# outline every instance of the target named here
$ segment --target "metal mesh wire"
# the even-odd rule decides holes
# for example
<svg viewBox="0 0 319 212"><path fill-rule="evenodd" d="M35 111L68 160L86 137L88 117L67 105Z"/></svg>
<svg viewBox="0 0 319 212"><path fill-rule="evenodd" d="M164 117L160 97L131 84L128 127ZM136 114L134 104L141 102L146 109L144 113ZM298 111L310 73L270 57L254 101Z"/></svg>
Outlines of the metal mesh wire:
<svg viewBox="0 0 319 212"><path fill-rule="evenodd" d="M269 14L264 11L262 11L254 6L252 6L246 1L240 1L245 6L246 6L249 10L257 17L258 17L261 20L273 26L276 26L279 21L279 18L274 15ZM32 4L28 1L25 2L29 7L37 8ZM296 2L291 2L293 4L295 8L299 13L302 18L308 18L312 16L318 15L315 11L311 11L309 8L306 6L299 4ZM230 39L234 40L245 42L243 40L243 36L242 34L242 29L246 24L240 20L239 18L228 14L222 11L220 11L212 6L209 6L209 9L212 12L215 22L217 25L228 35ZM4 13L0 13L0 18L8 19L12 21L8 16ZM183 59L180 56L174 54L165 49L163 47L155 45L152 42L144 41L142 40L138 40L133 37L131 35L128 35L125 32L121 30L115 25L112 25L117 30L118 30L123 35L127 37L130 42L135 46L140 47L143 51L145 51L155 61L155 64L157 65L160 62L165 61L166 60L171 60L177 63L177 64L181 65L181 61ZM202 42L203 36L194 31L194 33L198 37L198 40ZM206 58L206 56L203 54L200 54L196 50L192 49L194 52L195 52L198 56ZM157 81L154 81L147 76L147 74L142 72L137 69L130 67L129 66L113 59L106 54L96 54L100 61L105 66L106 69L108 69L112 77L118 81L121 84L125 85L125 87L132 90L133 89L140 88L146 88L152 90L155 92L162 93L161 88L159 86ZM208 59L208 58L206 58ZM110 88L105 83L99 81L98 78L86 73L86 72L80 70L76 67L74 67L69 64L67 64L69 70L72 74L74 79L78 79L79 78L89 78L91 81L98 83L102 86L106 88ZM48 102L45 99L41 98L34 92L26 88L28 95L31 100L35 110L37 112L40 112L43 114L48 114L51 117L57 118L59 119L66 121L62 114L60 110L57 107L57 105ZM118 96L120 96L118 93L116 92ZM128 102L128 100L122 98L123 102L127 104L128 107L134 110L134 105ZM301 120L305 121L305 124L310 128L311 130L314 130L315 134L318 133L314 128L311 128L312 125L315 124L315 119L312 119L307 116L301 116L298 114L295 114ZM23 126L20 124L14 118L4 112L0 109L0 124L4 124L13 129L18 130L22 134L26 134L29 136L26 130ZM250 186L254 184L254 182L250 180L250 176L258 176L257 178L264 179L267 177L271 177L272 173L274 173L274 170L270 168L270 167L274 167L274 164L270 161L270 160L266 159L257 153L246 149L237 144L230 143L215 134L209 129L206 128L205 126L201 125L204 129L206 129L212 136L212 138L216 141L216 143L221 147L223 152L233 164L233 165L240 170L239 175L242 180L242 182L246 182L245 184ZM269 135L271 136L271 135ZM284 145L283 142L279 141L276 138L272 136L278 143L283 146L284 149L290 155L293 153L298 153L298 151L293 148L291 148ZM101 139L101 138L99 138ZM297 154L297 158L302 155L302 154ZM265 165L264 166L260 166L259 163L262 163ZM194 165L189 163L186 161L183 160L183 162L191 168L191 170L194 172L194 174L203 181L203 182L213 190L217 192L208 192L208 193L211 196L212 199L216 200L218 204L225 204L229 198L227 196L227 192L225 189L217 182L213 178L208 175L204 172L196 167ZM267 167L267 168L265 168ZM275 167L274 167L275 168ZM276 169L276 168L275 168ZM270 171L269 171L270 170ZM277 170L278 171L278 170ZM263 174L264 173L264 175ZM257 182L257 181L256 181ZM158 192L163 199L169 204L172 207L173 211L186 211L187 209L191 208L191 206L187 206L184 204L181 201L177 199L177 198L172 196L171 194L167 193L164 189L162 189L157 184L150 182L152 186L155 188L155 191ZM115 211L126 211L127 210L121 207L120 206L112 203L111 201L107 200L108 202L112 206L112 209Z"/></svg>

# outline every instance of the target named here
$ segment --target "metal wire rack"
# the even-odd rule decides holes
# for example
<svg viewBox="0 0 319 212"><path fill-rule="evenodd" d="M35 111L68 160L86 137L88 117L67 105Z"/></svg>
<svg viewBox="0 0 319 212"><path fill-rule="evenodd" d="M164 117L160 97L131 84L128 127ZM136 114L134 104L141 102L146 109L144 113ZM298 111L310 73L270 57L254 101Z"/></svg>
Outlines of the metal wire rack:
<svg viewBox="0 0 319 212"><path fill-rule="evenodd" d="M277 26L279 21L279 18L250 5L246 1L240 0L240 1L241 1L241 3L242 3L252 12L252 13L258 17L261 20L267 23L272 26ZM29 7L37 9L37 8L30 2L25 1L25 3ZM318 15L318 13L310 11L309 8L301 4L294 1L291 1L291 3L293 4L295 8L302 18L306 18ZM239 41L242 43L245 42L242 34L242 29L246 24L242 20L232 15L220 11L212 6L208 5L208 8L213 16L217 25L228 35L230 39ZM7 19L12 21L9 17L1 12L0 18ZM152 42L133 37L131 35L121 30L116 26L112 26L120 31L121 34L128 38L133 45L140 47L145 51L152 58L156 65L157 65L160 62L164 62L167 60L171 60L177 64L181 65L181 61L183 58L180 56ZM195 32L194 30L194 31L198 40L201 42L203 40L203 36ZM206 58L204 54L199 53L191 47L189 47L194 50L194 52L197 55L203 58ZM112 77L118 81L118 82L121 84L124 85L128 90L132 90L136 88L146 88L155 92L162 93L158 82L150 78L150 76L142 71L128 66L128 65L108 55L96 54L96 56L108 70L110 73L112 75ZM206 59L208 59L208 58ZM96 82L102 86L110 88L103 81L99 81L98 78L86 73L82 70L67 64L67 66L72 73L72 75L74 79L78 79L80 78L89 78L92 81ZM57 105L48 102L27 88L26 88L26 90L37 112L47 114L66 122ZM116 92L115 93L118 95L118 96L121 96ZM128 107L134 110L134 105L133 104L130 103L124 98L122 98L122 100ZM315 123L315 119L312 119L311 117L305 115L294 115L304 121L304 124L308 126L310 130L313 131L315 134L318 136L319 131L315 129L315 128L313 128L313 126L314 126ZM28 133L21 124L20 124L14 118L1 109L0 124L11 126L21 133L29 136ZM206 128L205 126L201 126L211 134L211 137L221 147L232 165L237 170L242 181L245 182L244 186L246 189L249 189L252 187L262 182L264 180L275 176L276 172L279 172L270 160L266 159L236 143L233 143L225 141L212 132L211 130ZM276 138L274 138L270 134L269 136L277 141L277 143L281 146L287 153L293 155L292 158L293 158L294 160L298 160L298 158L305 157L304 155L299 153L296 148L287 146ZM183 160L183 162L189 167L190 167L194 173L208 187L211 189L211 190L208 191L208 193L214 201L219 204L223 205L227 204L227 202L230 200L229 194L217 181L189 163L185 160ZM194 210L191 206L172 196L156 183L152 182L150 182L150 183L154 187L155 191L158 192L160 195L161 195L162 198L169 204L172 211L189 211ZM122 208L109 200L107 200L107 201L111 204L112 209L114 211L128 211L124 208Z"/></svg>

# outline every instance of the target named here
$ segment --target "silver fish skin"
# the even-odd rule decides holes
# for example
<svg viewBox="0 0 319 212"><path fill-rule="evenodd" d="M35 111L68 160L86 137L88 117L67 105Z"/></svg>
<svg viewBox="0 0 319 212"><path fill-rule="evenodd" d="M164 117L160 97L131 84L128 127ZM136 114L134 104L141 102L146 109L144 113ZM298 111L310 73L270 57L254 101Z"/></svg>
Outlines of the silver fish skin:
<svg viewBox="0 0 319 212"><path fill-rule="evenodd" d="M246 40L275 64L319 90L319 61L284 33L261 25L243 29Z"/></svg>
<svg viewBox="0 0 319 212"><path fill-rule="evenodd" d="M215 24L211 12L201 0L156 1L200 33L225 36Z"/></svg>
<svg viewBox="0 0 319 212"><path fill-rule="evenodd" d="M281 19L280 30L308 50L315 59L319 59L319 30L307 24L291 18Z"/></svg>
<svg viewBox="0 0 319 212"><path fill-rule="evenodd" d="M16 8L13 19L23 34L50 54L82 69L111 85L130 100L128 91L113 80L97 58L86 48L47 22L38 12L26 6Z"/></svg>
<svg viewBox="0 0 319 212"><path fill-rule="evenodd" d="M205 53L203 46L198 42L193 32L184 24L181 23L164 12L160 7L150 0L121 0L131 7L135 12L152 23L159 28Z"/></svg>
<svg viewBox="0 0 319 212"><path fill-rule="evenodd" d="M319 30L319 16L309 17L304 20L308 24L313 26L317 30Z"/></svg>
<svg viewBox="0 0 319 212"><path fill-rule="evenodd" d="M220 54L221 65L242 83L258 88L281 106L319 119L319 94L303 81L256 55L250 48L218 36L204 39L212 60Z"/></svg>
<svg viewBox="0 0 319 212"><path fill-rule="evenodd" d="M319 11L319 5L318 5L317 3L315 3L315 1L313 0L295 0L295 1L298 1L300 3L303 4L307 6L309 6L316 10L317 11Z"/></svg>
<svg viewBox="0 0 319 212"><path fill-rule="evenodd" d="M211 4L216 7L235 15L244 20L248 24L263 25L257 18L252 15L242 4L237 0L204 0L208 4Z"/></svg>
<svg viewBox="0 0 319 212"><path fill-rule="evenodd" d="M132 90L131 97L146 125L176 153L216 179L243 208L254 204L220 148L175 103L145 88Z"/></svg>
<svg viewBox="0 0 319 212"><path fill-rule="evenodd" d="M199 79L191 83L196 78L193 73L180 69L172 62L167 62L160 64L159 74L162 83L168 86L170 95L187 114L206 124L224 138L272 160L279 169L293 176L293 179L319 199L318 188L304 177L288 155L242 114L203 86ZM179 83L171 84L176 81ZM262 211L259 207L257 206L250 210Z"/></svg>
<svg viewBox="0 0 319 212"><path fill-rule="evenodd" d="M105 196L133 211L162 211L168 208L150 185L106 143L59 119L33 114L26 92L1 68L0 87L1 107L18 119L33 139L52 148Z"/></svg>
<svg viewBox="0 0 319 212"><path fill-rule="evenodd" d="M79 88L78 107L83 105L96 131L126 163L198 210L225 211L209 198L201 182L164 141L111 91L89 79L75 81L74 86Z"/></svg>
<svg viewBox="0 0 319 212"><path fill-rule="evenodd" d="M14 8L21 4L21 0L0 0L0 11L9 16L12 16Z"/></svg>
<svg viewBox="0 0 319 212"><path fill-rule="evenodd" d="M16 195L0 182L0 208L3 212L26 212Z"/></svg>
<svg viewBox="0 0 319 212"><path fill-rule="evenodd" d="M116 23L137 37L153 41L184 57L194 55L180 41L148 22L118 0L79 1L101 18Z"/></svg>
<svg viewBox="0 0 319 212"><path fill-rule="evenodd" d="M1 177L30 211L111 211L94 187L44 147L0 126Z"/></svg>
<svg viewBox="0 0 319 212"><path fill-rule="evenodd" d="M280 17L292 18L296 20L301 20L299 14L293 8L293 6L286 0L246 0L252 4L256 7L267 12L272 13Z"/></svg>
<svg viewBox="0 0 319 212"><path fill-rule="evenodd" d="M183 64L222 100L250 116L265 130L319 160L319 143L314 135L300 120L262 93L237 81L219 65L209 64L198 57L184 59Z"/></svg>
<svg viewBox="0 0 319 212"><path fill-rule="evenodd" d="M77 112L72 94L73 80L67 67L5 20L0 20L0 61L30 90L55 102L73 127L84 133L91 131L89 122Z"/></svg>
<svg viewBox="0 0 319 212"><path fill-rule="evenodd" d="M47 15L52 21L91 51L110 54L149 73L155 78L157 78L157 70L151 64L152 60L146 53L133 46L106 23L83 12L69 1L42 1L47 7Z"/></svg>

○ ○ ○ ○ ○

◆ AIM
Give back every line from the items above that contains the string "skin". Case counts.

◆ RESPONSE TO THE TASK
$ segment --target "silver fish skin"
Outlines of the silver fish skin:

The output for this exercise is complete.